Consignes
A) Reproduisez à l'identique le passage du texte sur le tonglen qui commence à "Le tonglen est" et se termine à "tellement de douceur.".
B) Indiquez par oui ou par non si chacune des affirmations suivantes concorde avec le texte sur le tonglen, en citant à l'identique les mots du texte qui permettent de trancher. (i) Le tonglen est présenté comme la pratique qui consiste à « donner et recevoir ». (ii) Selon le texte, seuls ceux qui n'ont jamais pratiqué le tonglen ont l'impression de s'y mettre pour la première fois. (iii) Selon le texte, la peur est liée à la volonté de protéger son cœur.
C) Prolongez le texte sur le tonglen en reprenant juste après sa dernière phrase.

Texte fourni
+ + + + + + +

Donner et recevoir, cultiver l’intrépidité
Pema Chödron
Ce matin, je vais vous parler du tonglen, la pratique qui consiste à “donner et recevoir”. Que certains d’entre vous l’aient déjà pratiqué auparavant ou non, on a toujours l’impression de s’y mettre pour la première fois.
Le tonglen est lié à l’acte de cultiver l’intrépidité. Quand on le pratique depuis un certain temps, on fait l’expérience d’une plus grande ouverture de son cœur. On commence à se rendre compte que la peur est liée à la volonté de protéger son cœur ; nous sentons que quelque chose est sur le point de nous blesser au cœur et c’est pourquoi nous le protégeons. Dans les enseignements bouddhiques ou dans ceux de Shambhala, dans toute tradition qui nous enseigne comment vivre bien, on est encouragé à cultiver l’intrépidité. Comment s’y prend-on ? La pratique de la méditation assise est assurément une façon de le faire parce que, grâce à elle, on arrive à se connaître de façon si complète et avec tellement de douceur.

+ + + + + + +

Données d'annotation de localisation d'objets
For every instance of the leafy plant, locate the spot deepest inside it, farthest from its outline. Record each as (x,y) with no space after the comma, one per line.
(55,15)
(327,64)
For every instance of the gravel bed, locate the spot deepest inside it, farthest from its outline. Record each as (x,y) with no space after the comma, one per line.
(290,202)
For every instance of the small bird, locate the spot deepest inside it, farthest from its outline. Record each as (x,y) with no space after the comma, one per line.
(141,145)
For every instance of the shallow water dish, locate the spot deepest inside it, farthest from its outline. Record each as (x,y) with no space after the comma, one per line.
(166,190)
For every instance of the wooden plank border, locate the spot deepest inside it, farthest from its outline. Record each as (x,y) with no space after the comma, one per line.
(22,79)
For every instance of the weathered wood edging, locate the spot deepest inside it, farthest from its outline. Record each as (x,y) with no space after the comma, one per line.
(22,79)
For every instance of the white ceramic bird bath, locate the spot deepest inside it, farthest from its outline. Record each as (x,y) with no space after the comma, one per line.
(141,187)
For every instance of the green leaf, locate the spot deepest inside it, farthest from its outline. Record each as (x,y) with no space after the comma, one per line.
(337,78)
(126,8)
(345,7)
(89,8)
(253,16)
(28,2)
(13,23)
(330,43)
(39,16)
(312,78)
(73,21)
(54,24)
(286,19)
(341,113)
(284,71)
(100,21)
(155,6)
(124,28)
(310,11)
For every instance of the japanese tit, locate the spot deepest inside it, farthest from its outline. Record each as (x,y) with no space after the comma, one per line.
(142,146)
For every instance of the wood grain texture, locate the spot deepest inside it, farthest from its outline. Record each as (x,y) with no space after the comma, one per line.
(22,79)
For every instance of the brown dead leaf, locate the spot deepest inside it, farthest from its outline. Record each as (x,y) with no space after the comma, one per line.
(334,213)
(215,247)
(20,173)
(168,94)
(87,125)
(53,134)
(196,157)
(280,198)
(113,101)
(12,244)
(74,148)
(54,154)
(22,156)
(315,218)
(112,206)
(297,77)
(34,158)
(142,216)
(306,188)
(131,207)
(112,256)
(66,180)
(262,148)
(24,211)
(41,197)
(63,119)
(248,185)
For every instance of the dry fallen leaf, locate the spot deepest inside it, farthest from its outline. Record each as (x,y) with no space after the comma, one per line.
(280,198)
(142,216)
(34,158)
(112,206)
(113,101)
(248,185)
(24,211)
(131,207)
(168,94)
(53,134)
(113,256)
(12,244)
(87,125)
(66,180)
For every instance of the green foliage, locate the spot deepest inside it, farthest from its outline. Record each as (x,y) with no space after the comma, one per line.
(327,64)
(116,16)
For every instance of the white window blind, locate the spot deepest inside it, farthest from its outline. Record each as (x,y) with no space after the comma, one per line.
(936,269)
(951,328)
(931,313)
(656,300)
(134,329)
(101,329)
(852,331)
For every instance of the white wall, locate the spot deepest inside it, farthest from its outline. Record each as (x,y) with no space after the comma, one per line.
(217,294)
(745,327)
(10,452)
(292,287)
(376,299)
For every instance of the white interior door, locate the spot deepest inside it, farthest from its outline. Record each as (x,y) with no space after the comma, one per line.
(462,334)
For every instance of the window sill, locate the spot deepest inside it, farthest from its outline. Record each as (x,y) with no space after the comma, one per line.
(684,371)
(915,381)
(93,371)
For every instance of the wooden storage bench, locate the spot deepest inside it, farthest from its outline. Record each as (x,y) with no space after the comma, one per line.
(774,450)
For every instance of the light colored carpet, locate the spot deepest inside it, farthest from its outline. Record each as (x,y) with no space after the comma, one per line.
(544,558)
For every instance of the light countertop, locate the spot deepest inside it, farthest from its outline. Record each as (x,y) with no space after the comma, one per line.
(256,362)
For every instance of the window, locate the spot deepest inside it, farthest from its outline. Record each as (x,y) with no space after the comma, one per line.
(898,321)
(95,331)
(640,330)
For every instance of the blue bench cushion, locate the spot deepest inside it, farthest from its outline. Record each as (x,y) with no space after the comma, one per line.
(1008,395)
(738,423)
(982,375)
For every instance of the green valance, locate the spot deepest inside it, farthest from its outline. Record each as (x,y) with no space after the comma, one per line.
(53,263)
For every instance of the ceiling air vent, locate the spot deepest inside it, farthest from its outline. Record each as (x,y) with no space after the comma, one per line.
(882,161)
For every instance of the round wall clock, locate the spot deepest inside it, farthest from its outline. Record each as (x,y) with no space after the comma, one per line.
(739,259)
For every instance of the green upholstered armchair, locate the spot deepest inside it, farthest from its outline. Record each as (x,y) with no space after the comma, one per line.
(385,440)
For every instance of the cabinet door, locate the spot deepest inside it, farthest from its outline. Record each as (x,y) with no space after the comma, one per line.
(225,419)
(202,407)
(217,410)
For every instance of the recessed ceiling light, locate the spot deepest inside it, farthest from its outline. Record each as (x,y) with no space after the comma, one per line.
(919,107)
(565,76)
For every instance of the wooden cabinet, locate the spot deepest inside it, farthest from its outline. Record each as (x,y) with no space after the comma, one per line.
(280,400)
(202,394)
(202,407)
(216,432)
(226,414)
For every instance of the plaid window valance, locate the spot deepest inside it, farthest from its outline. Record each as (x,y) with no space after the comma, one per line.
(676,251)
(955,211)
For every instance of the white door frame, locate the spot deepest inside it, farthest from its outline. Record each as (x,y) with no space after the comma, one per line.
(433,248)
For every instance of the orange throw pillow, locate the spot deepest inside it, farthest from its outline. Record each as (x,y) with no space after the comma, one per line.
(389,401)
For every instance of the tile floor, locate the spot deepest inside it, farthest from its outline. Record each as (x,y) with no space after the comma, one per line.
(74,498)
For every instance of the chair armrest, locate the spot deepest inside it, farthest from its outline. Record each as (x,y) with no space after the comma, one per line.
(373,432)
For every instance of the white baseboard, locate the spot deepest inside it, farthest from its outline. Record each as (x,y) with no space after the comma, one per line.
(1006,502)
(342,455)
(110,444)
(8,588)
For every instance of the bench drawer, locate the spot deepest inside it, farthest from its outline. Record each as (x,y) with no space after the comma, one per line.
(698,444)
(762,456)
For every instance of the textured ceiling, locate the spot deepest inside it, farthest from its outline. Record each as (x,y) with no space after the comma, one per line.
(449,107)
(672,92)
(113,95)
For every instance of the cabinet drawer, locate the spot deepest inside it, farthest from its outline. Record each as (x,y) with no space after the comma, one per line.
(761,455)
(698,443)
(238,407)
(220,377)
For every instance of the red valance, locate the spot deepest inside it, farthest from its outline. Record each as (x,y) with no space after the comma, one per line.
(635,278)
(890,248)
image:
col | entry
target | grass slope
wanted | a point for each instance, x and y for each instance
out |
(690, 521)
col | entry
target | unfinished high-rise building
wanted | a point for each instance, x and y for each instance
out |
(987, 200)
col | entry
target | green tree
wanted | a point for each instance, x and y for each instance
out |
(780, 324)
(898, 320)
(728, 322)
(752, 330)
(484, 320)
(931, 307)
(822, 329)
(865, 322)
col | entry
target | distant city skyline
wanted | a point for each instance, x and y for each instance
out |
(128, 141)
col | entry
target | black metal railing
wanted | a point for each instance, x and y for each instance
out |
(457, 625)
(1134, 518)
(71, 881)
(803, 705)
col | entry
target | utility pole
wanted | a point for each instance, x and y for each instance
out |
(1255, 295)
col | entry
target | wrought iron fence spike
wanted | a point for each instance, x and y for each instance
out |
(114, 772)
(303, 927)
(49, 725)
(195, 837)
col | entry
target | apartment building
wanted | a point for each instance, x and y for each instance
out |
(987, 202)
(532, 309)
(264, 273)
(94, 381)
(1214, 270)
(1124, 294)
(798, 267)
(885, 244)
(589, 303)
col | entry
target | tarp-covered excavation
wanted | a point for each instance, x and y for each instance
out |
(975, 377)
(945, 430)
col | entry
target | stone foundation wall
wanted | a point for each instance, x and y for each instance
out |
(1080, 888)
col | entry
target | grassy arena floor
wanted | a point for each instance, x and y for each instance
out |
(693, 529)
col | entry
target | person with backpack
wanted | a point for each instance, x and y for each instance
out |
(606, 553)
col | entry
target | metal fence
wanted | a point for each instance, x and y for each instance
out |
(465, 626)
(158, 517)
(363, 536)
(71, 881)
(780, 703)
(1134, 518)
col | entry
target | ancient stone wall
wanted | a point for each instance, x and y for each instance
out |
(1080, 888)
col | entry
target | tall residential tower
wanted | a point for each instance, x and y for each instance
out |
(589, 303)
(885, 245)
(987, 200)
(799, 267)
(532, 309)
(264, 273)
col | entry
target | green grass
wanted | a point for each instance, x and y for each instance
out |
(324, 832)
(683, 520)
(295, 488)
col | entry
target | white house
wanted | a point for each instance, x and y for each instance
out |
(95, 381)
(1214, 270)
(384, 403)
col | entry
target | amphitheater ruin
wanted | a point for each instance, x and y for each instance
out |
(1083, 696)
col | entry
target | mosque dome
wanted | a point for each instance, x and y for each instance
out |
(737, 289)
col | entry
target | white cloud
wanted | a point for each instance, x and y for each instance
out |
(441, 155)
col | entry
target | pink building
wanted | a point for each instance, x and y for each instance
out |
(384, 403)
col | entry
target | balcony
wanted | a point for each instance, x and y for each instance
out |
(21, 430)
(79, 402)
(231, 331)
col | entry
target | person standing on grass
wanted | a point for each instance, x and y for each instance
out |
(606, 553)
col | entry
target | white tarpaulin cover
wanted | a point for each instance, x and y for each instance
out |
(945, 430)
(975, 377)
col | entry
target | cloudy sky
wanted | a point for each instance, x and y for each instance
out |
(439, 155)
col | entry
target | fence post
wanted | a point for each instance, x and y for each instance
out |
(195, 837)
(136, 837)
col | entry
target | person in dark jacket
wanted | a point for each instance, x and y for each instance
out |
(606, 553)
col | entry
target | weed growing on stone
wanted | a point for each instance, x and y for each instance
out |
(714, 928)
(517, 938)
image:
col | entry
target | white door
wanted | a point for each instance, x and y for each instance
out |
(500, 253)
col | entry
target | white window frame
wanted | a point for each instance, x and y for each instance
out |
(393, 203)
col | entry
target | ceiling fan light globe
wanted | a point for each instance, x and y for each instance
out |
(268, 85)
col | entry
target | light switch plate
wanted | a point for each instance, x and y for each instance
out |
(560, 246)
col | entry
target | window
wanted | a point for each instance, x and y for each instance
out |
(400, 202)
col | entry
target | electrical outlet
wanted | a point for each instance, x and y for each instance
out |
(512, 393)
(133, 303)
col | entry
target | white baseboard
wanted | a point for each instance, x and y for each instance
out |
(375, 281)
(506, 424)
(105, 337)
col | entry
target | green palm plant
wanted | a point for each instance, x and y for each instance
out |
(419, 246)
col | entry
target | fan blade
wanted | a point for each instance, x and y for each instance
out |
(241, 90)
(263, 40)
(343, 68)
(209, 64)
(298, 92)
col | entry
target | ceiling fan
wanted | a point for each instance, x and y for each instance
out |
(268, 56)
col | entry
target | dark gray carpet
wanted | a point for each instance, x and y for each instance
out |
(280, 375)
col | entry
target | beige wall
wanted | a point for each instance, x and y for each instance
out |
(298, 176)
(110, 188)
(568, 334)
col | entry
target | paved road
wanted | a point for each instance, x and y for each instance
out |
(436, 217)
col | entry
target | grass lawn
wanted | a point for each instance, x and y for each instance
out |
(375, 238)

+ + + + + + +

Réponses aux consignes
A)
Le tonglen est lié à l’acte de cultiver l’intrépidité. Quand on le pratique depuis un certain temps, on fait l’expérience d’une plus grande ouverture de son cœur. On commence à se rendre compte que la peur est liée à la volonté de protéger son cœur ; nous sentons que quelque chose est sur le point de nous blesser au cœur et c’est pourquoi nous le protégeons. Dans les enseignements bouddhiques ou dans ceux de Shambhala, dans toute tradition qui nous enseigne comment vivre bien, on est encouragé à cultiver l’intrépidité. Comment s’y prend-on ? La pratique de la méditation assise est assurément une façon de le faire parce que, grâce à elle, on arrive à se connaître de façon si complète et avec tellement de douceur.

B)
(i) Oui : « la pratique qui consiste à “donner et recevoir” ».
(ii) Non : « Que certains d’entre vous l’aient déjà pratiqué auparavant ou non, on a toujours l’impression de s’y mettre pour la première fois ».
(iii) Oui : « la peur est liée à la volonté de protéger son cœur ».

C)
Je pratiquais le shamatha depuis environ sept ans quand j’ai fait pour la première fois le tonglen. Après l’avoir fait, j’ai été sidérée de voir à quel point j’avais subtilement utilisé le shamatha pour éviter d’être blessée, tenter d’esquiver la dépression, ou le découragement, ou toutes sortes de sentiments négatifs. Au fond, à mon insu, j’avais secrètement espéré que si je pratiquais je n’aurais plus jamais à ressentir aucune souffrance. Quand on fait le tonglen, on invite la souffrance. C’est ce qui nous ouvre les yeux, même si c’est précisément la fonction de shamatha : voir la souffrance, voir le plaisir, tout voir avec douceur et précision, sans porter de jugement, sans rien écarter, devenir plus réceptif. Même si c’est ce que nous avons pratiqué depuis le début, le tonglen nous le met directement sous les yeux ; je me suis rendu compte que je n’avais pas vraiment fait cela auparavant.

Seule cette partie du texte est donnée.